**What you are asked to do**
Give back every line of the data below that contains the word "Return".

(Some data)
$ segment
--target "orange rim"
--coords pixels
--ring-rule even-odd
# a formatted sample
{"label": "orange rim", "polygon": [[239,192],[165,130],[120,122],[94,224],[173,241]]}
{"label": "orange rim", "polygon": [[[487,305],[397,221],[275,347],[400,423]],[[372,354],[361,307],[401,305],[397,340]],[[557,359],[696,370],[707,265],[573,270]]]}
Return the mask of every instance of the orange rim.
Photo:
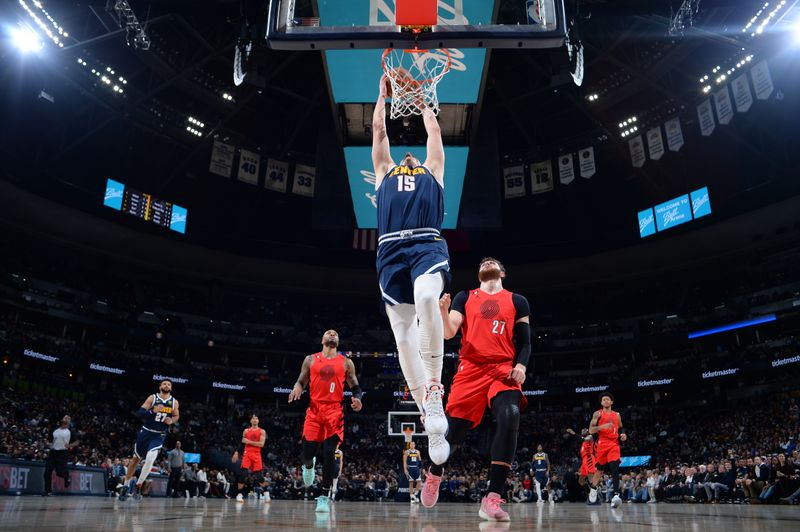
{"label": "orange rim", "polygon": [[[387,76],[389,76],[392,79],[395,79],[395,76],[394,76],[394,72],[395,71],[386,69],[386,56],[388,56],[390,53],[392,53],[393,50],[394,50],[394,48],[387,48],[386,50],[383,51],[383,55],[381,56],[381,68],[383,69],[383,72]],[[444,51],[444,54],[447,56],[447,64],[444,66],[444,70],[442,71],[442,73],[438,76],[439,78],[441,78],[442,76],[444,76],[445,74],[447,74],[450,71],[450,65],[452,64],[453,61],[452,61],[452,58],[450,57],[450,50],[448,50],[447,48],[439,48],[439,50]],[[403,50],[404,54],[405,53],[421,54],[421,53],[427,53],[427,52],[430,52],[430,49],[410,48],[410,49],[407,49],[407,50]],[[421,79],[421,80],[409,79],[409,81],[411,81],[415,85],[420,85],[422,83],[433,83],[434,79],[435,78],[428,78],[428,79]],[[395,79],[395,81],[397,81],[397,80]]]}

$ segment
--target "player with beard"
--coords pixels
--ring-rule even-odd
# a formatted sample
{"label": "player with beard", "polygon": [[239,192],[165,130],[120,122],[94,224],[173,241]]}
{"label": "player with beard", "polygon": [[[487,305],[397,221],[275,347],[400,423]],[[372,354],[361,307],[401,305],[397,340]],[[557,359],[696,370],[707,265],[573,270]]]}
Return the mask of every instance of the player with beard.
{"label": "player with beard", "polygon": [[[242,470],[249,471],[253,476],[253,488],[258,493],[259,498],[265,493],[266,500],[269,502],[269,492],[264,491],[267,482],[264,479],[264,464],[261,460],[261,449],[267,441],[267,432],[258,426],[258,416],[250,416],[250,427],[242,431],[242,443],[244,453],[242,454]],[[236,502],[244,502],[242,494],[243,485],[239,484],[239,493],[236,494]],[[260,489],[259,489],[260,488]]]}
{"label": "player with beard", "polygon": [[420,110],[427,134],[425,163],[406,153],[392,159],[386,132],[386,76],[372,116],[372,164],[378,214],[378,287],[397,344],[400,368],[423,413],[428,453],[447,460],[447,418],[442,398],[444,338],[437,303],[450,283],[444,221],[444,146],[431,109]]}
{"label": "player with beard", "polygon": [[603,407],[592,416],[589,423],[589,434],[599,434],[595,448],[596,471],[592,478],[592,489],[589,491],[587,504],[599,504],[597,499],[597,484],[603,476],[603,471],[611,474],[612,493],[611,506],[617,508],[622,504],[619,496],[619,443],[628,439],[622,426],[622,416],[619,412],[611,410],[614,405],[614,396],[608,392],[600,395],[600,405]]}
{"label": "player with beard", "polygon": [[[480,262],[479,288],[459,292],[450,306],[450,295],[440,300],[445,338],[461,329],[458,372],[447,402],[447,441],[450,448],[464,441],[477,427],[488,405],[497,420],[491,448],[489,493],[478,514],[489,521],[509,521],[500,497],[514,459],[525,369],[531,355],[530,306],[527,299],[503,288],[506,270],[497,259]],[[448,312],[449,309],[449,312]],[[444,468],[434,464],[422,488],[422,504],[436,504]]]}
{"label": "player with beard", "polygon": [[327,330],[322,336],[322,351],[303,361],[300,376],[289,394],[289,402],[297,401],[309,385],[310,402],[303,424],[303,484],[314,484],[317,450],[322,446],[322,495],[317,498],[317,512],[330,511],[331,484],[336,468],[336,446],[344,441],[344,383],[353,393],[350,407],[361,410],[364,392],[358,385],[353,361],[336,351],[339,334]]}
{"label": "player with beard", "polygon": [[[180,418],[178,410],[178,400],[172,397],[172,381],[164,379],[158,388],[158,393],[154,393],[142,403],[136,412],[142,420],[142,428],[136,436],[136,445],[133,447],[133,458],[128,465],[128,474],[125,476],[124,486],[119,495],[119,500],[124,501],[128,493],[133,494],[134,499],[141,499],[141,488],[147,475],[153,469],[153,463],[158,458],[158,452],[164,445],[164,438],[170,425],[177,422]],[[133,476],[136,473],[136,466],[144,457],[144,465],[138,479]]]}

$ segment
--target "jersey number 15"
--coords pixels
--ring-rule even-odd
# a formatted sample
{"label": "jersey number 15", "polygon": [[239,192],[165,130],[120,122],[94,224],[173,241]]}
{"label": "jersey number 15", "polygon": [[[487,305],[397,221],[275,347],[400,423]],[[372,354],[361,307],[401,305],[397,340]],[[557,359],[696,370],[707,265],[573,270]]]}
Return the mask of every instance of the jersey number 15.
{"label": "jersey number 15", "polygon": [[398,192],[413,192],[416,187],[413,175],[399,175],[397,176],[397,191]]}

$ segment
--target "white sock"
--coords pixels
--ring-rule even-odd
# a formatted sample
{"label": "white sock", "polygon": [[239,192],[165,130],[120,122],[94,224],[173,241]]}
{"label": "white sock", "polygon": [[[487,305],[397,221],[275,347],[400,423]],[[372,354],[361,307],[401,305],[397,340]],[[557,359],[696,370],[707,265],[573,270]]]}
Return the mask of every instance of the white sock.
{"label": "white sock", "polygon": [[147,475],[150,474],[150,471],[153,469],[153,464],[158,458],[158,451],[160,449],[153,449],[147,453],[147,456],[144,459],[144,465],[142,465],[142,471],[139,473],[139,480],[136,481],[136,484],[142,485],[145,480],[147,480]]}
{"label": "white sock", "polygon": [[440,273],[426,273],[414,281],[414,308],[419,317],[419,353],[425,380],[442,381],[444,325],[439,311],[439,295],[444,288]]}
{"label": "white sock", "polygon": [[414,305],[401,303],[399,305],[386,305],[386,315],[394,333],[397,344],[397,358],[400,360],[400,369],[406,378],[406,384],[411,391],[417,408],[422,412],[422,402],[425,400],[425,367],[419,356],[419,341],[417,339],[417,313]]}

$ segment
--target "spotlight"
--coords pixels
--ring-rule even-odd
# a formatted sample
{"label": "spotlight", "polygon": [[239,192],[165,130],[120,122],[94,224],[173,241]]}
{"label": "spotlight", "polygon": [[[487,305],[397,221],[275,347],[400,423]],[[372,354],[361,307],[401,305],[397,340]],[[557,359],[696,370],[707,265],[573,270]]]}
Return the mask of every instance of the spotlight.
{"label": "spotlight", "polygon": [[44,46],[44,43],[39,39],[39,35],[25,26],[18,26],[11,30],[11,38],[14,41],[14,46],[23,53],[38,52]]}

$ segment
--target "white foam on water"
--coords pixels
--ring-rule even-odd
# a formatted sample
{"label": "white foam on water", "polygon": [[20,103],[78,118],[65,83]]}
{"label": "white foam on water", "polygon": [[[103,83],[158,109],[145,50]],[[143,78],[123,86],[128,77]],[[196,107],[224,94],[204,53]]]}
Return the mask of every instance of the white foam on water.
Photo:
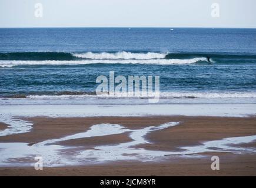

**The result**
Return the mask of every instance of the orange rim.
Return the mask of every instance of the player with beard.
Return the mask of every instance of the jersey number 15.
Return the mask of every instance of the white sock.
Return the mask of every instance of the spotlight.
Return the mask of every instance of the white foam on water.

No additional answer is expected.